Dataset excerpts
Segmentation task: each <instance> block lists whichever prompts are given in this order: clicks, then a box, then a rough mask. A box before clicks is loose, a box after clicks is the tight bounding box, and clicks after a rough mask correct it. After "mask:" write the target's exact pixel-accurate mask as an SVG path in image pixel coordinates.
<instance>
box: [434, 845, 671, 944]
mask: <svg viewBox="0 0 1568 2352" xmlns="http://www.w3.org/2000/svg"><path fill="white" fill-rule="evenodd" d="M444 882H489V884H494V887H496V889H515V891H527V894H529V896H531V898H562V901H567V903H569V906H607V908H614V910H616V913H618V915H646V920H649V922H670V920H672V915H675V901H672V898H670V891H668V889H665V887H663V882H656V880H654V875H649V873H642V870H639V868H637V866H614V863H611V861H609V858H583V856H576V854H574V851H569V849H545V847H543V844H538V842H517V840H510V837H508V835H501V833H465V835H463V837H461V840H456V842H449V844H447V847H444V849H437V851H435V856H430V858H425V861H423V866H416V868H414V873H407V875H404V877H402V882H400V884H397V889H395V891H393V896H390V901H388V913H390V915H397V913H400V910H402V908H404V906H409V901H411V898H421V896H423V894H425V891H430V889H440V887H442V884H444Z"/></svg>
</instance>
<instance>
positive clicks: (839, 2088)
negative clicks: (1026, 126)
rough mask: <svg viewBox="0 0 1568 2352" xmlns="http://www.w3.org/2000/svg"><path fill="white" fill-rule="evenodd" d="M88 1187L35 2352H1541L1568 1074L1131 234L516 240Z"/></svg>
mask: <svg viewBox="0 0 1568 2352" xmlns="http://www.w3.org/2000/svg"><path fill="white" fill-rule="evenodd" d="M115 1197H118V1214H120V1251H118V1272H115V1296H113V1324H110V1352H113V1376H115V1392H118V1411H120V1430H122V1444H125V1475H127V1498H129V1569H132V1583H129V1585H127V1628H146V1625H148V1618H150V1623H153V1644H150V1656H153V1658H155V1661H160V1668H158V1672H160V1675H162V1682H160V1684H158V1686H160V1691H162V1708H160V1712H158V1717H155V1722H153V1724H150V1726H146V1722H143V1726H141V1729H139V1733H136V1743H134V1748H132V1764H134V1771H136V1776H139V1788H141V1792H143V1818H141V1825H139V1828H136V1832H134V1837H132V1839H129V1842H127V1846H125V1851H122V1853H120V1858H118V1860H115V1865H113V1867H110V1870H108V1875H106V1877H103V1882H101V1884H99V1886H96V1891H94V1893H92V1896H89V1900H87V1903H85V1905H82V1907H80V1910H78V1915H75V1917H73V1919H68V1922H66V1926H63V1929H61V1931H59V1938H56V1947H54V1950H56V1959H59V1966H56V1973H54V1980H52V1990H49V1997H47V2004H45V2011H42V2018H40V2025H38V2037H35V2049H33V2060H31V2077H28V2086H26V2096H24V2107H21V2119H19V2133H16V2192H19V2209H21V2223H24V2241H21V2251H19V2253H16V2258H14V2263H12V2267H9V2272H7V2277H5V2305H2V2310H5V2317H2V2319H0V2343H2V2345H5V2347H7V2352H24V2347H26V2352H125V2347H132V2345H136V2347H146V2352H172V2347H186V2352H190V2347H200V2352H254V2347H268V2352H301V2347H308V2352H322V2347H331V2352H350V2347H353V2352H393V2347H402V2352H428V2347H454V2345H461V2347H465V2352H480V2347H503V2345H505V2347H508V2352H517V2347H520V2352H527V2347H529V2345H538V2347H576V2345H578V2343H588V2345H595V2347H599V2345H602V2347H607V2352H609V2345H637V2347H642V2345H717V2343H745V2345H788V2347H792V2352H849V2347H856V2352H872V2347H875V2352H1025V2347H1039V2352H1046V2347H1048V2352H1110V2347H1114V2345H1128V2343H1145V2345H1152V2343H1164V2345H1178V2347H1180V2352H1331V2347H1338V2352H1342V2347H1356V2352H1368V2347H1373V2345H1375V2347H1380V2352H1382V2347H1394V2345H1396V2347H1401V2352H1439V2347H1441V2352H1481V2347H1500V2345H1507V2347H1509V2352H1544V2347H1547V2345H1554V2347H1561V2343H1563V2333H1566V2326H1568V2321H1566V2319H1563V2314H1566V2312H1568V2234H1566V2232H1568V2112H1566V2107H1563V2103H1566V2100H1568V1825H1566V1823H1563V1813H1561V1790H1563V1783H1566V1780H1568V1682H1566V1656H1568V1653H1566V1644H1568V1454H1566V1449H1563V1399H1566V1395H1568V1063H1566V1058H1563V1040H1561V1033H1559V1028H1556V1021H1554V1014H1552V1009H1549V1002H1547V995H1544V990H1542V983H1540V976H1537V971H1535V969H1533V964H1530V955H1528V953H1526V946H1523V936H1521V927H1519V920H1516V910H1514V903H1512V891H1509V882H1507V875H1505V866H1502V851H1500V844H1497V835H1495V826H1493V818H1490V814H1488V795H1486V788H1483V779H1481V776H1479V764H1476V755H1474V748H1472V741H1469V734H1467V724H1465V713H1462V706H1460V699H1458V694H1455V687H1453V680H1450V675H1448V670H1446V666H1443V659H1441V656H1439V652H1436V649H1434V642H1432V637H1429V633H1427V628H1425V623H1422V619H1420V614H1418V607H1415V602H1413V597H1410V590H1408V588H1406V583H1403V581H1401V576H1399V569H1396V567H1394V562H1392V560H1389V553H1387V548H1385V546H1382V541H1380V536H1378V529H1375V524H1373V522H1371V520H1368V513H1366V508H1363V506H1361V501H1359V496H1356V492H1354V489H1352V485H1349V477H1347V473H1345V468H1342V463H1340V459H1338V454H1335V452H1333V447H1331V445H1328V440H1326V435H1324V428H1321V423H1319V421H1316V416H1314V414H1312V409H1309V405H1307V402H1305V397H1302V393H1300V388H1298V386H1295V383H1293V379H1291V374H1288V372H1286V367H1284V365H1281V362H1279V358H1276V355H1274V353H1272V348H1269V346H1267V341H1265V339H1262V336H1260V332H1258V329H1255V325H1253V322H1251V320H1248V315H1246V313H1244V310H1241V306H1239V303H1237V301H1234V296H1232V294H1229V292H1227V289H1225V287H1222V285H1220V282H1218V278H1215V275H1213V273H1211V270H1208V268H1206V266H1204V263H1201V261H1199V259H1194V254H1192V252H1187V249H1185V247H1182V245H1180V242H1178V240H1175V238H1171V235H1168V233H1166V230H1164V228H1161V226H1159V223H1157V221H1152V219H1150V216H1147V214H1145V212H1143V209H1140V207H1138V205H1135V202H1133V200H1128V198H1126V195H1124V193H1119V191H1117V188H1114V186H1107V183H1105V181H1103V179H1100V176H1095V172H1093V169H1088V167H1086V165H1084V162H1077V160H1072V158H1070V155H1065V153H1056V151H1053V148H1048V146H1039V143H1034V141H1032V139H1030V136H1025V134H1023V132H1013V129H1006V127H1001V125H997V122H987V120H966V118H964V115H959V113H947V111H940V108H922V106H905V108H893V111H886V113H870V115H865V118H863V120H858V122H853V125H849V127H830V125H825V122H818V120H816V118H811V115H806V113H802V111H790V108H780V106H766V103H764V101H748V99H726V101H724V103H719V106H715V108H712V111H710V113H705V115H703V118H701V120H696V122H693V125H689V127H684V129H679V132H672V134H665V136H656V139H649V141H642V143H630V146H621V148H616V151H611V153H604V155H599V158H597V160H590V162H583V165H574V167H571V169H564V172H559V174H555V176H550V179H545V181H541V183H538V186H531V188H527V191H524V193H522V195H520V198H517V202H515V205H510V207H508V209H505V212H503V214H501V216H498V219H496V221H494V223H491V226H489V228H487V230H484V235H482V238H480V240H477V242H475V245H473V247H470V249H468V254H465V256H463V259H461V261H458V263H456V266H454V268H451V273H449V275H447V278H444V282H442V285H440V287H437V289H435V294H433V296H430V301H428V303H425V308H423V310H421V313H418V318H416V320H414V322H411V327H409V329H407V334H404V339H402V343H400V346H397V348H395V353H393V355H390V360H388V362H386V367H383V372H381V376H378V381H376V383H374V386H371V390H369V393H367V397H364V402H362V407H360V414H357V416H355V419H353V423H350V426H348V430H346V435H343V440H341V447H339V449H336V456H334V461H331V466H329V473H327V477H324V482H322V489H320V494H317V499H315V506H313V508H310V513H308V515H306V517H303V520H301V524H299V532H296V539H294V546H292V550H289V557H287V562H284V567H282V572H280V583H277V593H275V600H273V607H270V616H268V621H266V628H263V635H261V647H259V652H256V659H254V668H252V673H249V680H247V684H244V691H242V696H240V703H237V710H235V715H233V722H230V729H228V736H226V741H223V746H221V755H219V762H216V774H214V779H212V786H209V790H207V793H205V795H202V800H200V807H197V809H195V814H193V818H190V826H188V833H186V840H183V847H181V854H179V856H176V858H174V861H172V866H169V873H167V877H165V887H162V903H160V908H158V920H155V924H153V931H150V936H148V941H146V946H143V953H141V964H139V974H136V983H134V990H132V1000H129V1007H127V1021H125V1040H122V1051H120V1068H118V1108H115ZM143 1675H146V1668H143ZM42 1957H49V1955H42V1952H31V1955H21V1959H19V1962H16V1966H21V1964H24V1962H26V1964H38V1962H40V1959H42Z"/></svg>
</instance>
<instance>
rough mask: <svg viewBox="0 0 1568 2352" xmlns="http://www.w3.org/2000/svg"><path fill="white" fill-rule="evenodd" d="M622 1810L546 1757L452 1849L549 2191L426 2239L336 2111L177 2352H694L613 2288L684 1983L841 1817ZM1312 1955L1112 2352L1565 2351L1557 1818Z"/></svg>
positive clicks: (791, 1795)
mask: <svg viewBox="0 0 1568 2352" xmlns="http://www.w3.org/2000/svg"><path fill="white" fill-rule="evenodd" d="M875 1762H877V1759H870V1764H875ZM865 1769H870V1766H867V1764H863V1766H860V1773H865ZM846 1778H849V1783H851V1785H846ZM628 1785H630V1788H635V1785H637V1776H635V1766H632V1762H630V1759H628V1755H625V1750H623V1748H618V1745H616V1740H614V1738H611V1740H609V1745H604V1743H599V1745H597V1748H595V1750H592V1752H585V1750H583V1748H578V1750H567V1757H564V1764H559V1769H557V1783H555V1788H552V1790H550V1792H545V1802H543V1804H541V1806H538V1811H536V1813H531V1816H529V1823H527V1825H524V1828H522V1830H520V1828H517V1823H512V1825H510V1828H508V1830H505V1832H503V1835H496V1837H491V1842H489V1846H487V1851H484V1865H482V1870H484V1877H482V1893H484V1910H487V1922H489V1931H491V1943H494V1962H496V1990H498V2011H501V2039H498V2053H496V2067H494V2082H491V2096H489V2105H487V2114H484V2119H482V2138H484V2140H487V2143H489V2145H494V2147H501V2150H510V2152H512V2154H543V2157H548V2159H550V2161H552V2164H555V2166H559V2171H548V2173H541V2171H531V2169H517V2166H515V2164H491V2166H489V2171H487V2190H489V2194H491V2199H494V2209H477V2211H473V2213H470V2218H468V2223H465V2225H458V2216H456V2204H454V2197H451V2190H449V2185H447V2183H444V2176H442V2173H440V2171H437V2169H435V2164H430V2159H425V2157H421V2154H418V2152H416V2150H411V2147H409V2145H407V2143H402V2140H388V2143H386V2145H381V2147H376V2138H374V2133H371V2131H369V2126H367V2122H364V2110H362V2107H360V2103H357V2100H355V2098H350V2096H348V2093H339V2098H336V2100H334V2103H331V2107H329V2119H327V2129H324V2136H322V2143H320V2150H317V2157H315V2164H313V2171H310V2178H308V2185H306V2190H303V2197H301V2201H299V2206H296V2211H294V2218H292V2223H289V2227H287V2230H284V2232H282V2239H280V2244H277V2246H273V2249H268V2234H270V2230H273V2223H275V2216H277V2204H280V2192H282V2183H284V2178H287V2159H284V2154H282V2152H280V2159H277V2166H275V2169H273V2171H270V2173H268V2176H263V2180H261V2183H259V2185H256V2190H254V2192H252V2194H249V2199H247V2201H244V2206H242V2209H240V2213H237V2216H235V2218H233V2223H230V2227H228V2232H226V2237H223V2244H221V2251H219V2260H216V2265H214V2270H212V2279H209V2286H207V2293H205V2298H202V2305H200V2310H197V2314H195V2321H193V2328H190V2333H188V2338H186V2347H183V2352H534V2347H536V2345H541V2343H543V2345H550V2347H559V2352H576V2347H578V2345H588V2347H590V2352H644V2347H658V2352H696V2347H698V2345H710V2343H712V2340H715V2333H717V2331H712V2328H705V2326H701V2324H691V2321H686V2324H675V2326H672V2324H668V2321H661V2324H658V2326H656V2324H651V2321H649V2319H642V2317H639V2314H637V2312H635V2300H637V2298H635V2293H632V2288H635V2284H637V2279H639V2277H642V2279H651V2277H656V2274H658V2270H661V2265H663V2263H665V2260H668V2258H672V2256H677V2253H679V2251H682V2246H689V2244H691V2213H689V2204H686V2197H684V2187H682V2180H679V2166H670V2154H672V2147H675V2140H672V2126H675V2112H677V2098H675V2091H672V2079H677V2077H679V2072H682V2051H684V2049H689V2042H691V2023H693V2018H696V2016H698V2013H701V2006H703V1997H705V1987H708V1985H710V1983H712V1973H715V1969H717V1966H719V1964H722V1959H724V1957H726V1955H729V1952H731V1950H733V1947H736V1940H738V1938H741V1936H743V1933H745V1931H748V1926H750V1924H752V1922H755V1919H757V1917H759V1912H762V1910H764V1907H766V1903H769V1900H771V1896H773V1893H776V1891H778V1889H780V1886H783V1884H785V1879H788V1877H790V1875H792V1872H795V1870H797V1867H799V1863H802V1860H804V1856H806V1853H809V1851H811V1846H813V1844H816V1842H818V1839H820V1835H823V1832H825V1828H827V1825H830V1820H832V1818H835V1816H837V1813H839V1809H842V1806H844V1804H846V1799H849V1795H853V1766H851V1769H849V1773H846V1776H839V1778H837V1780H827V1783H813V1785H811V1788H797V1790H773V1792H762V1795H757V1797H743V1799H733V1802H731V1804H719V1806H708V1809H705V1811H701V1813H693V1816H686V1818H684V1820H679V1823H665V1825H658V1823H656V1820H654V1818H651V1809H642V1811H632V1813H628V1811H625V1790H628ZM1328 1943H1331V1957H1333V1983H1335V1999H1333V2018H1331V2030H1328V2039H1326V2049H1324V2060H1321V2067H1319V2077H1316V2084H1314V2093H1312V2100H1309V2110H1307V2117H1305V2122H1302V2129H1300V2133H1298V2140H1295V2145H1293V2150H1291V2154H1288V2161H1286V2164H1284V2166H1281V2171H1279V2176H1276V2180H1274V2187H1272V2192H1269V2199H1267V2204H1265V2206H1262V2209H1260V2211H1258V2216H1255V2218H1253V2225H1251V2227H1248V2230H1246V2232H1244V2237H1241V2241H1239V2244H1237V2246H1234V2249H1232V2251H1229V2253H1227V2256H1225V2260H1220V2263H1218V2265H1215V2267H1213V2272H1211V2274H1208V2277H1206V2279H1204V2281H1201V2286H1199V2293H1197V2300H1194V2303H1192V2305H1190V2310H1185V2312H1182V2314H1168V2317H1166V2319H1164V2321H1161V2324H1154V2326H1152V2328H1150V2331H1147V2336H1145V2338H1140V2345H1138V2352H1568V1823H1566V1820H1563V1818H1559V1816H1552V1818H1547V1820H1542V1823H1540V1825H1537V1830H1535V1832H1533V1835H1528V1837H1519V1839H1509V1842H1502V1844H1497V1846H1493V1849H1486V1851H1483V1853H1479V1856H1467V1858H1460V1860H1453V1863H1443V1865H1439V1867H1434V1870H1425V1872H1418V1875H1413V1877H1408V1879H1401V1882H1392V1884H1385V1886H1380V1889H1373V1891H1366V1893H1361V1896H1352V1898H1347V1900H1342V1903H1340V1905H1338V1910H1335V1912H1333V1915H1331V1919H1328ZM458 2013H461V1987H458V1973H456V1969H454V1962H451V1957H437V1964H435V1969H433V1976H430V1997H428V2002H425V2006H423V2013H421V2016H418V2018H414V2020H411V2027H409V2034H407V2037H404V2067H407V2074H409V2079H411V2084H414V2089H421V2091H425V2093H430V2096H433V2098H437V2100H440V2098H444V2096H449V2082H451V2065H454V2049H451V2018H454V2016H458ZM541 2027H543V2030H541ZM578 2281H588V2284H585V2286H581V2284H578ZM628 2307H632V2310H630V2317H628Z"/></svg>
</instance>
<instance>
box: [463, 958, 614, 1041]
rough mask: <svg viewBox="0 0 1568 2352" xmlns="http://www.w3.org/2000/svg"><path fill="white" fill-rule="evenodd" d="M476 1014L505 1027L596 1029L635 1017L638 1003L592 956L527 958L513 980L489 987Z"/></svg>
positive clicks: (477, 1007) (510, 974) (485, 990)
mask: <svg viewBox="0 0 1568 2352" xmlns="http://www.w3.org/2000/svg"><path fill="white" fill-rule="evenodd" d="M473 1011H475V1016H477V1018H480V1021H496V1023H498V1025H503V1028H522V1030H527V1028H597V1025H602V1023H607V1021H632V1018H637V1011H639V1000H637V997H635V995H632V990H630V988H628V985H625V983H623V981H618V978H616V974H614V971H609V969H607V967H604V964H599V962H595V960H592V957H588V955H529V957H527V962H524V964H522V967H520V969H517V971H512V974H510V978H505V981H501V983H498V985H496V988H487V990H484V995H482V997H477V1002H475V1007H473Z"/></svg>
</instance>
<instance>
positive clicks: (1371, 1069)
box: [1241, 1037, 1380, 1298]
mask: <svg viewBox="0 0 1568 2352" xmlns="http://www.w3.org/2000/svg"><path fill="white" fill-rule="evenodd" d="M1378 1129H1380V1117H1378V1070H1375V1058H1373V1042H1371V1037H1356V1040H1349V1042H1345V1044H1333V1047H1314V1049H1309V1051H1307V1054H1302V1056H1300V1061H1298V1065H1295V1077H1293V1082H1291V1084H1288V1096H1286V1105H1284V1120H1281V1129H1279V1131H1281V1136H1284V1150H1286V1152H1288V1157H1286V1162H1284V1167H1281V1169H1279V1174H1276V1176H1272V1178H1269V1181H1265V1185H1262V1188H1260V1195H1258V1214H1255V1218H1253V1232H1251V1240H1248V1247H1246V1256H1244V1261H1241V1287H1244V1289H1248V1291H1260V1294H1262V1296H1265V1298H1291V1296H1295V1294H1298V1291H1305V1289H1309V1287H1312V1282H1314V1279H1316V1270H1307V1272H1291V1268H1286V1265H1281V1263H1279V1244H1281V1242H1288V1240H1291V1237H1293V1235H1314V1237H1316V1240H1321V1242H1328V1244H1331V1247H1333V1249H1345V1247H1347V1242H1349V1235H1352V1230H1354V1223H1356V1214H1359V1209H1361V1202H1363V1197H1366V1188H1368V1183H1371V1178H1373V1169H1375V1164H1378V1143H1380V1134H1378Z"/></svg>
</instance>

§ **Task brief**: Using the string "clicks" as the search term, count the lines of the data above that hold it and report that number alone.

§ **Answer space**: 6